As part of the validation process for the development of URNs the IETF
working group agreed that it is important to demonstrate that the
current URN syntax proposal can accommodate existing identifiers from
well established namespaces.  One such infrastructure for assigning and
managing names comes from the bibliographic community.  Bibliographic
identifiers function as names for objects that exist both in print and,
increasingly, in electronic formats.  RFC 2288 [Lynch et. al.]
investigated the feasibility of using three identifiers (ISBN, ISSN and
SICI) as URNs.

This document will analyse the usage of national bibliography numbers
(NBNs) as URNs. The need to extend analysis to new identifier systems
was shortly discussed in the RFC 2288 as well, with the following
summary: "The issues involved in supporting those additional identifiers
are anticipated to be broadly similar to those involved in supporting
ISBNs, ISSNs, and SICIs".

Note that this document does not purport to define the "official"
standard way of using national bibliography numbers as URNs; it merely
demonstrates feasibility. A registration request for acquiring Namespace
Identifier (NID) "NBN" for national bibliography numbers has been
written by the National Library of Finland on the request of Conference
of Directors of National Libraries (CDNL) and Conference of the European
National Librarians (CENL). The request is included into chapter 5 of
this text.

The document at hand is part of a global co-operation of the national
libraries to foster identification of electronic documents in general
and utilisation of URNs in particular. It should be noted that some
national libraries, including national libraries of Finland, Norway and
Sweden, are already assigning NBN-based URNs for electronic documents.

Following the registration request, we have used the URN Namespace
Identifier "NBN" for the national bibliographic numbers in examples
below.


2. Identification vs. Resolution

As a rule the national bibliography numbers identify finite, manageably-
sized objects, but these objects may still be large enough that
resolution to a hierarchical system is appropriate.

The materials identified by a national bibliography number may exist
only in printed or other physical form, not electronically. The best
that a resolver will be able to offer in this case is bibliographic data
from a national bibliography database, including information about where
the physical resource is stored in national library's holdings.

The URN Framework provides resolution services that may be used to
describe any differences between the resource identified by a URN and
the resource that would be returned as a result of resolving that URN.
However, NBNs will be used for instance to identify resources in digital
Web archives created by harvester robot applications. In this case, NBN
will identify exactly the resource the user expects to see.


3. National bibliography numbers

3.1 Overview

National Bibliography Number (NBN) is a generic name referring to a
group of identifier systems utilised by the national libraries and only
by them for identification of deposited publications which lack an
identifier, or to descriptive metadata (cataloguing) that describes the
resources. Each national library uses its own NBN strings independently
of other national libraries; there is no global authority which controls
them. For this reason NBNs are unique only on the national level. When
used as URNs NBN strings must be augmented with a controlled prefix such
as country code. These prefixes guarantee uniqueness of the NBN-based
URNs on the global scale.

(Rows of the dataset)
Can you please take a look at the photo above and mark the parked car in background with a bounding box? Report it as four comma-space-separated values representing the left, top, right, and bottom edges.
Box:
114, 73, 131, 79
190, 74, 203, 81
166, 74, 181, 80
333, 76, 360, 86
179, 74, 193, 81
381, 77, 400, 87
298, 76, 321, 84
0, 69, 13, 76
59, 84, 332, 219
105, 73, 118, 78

Goal:
Transcribe the part of the text on national bibliography numbers starting at "The materials identified" and ending at "national library's holdings.".

Response:
The materials identified by a national bibliography number may exist
only in printed or other physical form, not electronically. The best
that a resolver will be able to offer in this case is bibliographic data
from a national bibliography database, including information about where
the physical resource is stored in national library's holdings.